The lines below that include "every" are to be found and copied.

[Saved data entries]
__________________________________________________

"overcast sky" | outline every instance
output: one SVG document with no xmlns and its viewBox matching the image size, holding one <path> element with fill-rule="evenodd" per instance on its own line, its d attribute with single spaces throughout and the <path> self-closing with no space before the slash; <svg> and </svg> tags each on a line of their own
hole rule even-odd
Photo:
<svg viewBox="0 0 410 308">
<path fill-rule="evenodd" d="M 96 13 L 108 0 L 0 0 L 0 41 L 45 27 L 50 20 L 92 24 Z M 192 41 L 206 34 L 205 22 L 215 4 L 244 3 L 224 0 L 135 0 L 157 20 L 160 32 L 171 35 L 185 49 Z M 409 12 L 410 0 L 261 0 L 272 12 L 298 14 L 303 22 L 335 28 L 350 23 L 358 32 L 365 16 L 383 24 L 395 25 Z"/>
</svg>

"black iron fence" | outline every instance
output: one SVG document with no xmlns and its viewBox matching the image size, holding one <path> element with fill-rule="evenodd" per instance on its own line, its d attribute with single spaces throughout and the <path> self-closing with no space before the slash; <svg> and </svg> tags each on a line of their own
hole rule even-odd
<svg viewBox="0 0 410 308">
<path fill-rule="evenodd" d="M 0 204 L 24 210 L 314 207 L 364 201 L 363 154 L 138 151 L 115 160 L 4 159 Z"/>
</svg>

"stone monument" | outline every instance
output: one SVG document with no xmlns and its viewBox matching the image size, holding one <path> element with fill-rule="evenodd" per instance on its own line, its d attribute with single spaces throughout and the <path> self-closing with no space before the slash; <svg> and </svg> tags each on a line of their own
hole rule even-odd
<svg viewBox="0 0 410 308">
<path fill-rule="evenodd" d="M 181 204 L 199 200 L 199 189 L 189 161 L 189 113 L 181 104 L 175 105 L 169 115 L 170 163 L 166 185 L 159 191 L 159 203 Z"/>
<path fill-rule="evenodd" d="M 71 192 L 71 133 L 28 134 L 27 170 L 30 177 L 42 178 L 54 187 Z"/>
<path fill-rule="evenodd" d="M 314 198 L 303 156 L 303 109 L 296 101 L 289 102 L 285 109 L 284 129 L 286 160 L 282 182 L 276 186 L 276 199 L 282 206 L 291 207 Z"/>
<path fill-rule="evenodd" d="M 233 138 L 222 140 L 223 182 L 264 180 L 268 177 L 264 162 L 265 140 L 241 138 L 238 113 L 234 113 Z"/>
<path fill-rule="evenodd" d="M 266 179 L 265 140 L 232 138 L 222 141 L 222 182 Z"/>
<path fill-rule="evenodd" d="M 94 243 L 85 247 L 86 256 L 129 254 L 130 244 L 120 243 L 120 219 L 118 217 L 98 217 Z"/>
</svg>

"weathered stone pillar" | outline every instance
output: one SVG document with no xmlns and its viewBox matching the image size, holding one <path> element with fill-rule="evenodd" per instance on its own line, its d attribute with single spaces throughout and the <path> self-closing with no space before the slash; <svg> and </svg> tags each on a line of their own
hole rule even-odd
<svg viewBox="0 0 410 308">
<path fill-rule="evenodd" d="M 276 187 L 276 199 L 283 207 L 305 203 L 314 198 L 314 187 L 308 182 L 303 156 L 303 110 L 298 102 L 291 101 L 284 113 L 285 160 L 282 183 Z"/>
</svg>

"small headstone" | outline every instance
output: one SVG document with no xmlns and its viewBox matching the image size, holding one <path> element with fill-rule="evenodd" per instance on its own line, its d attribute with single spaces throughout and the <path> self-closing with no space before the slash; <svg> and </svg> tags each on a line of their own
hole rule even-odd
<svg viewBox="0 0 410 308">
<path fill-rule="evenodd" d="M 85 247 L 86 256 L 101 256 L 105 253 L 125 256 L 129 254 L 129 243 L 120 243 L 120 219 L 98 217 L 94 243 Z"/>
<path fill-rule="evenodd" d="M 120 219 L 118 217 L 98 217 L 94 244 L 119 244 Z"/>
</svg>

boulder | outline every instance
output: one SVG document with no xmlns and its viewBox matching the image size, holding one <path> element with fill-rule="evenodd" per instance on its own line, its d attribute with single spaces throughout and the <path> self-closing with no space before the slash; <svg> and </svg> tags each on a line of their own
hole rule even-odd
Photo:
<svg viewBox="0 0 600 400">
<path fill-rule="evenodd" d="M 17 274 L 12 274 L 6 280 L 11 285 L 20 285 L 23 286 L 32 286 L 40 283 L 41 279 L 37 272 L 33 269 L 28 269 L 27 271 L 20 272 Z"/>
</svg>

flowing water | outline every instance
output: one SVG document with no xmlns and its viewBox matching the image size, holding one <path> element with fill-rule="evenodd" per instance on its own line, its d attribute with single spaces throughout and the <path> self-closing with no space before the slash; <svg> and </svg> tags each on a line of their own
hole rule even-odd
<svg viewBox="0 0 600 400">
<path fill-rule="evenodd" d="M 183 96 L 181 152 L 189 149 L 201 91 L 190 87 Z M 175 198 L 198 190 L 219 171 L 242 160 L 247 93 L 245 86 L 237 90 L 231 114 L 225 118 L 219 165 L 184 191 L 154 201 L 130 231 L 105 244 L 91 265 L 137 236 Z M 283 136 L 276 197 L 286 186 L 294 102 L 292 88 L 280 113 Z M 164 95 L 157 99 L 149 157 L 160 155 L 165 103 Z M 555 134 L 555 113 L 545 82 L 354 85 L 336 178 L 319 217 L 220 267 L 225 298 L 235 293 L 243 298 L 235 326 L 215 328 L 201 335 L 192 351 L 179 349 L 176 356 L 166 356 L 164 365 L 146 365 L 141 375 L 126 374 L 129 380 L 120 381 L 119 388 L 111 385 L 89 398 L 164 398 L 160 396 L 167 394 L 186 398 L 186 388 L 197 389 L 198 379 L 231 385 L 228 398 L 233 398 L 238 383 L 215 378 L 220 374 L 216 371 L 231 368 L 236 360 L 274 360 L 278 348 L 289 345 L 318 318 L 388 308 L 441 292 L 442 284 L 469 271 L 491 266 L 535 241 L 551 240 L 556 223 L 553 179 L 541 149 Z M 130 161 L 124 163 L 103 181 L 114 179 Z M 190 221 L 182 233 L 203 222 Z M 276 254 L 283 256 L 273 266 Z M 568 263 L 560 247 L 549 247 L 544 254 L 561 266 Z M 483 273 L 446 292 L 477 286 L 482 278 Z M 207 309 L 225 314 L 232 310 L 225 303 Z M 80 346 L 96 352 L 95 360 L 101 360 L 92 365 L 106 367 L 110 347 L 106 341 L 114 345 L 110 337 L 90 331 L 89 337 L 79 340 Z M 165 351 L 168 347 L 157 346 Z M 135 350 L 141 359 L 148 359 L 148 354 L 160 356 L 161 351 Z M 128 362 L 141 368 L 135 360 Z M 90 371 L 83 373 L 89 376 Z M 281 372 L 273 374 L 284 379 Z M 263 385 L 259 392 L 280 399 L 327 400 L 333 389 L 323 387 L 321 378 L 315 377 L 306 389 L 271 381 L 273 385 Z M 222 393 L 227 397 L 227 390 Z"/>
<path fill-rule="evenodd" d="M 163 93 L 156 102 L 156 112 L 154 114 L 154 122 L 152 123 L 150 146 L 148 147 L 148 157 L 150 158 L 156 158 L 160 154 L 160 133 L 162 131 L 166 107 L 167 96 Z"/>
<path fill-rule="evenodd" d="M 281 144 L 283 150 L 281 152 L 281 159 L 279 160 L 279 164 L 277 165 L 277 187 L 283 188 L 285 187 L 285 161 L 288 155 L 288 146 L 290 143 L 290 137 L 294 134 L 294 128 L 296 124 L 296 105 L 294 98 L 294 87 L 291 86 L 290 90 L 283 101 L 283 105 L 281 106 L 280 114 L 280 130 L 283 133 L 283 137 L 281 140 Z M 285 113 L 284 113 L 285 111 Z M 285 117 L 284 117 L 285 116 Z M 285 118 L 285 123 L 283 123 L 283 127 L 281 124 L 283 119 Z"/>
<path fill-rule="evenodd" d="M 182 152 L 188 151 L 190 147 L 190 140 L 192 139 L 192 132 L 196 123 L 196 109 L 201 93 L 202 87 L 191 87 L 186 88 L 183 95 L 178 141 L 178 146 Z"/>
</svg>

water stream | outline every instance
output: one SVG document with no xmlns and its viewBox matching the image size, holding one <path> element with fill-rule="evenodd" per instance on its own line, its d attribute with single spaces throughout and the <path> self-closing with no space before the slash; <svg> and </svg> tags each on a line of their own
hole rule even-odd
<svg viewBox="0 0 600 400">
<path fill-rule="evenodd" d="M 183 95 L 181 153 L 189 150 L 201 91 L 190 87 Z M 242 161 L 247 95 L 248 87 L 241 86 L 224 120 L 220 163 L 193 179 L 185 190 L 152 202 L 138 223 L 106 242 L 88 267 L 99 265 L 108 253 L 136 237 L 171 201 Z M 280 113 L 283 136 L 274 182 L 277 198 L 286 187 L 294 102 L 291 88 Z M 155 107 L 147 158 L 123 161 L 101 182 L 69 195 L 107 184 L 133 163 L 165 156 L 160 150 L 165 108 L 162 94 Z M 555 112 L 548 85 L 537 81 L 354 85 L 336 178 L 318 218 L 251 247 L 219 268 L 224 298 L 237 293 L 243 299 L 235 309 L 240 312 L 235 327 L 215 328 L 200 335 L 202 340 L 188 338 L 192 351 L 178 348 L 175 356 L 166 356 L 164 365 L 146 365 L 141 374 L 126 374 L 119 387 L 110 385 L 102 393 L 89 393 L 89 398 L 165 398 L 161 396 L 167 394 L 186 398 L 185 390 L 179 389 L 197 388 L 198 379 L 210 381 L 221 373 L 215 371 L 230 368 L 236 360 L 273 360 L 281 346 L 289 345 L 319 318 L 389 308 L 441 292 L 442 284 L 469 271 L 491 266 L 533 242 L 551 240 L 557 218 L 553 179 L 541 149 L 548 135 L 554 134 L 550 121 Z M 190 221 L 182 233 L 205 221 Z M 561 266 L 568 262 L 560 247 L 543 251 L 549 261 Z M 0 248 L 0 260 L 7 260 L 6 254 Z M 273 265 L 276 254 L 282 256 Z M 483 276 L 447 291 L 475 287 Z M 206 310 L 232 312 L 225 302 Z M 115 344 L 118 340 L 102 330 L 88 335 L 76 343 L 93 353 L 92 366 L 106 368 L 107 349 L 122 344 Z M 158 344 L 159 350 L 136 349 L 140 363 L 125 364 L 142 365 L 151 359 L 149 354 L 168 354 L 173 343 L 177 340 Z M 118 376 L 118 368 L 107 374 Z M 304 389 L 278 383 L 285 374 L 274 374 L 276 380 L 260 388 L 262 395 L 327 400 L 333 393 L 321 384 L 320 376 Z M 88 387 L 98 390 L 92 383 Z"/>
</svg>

__________________________________________________

- _Written solution_:
"overcast sky" | outline every instance
"black iron fence" | outline every instance
"stone monument" | outline every instance
"weathered stone pillar" | outline every instance
"small headstone" | outline every instance
boulder | outline every instance
flowing water | outline every instance
water stream | outline every instance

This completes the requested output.